§ What you have to do
Copy every one of the records below word for word, changing nothing.

[Items drawn from a data source]
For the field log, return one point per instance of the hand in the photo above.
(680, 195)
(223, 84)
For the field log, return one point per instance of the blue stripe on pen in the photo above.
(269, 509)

§ Solution
For the field log, return one point per instance of the hand in the photo above.
(680, 195)
(223, 84)
For the field log, return one point per instance of the blue stripe on pen in the photo above.
(269, 509)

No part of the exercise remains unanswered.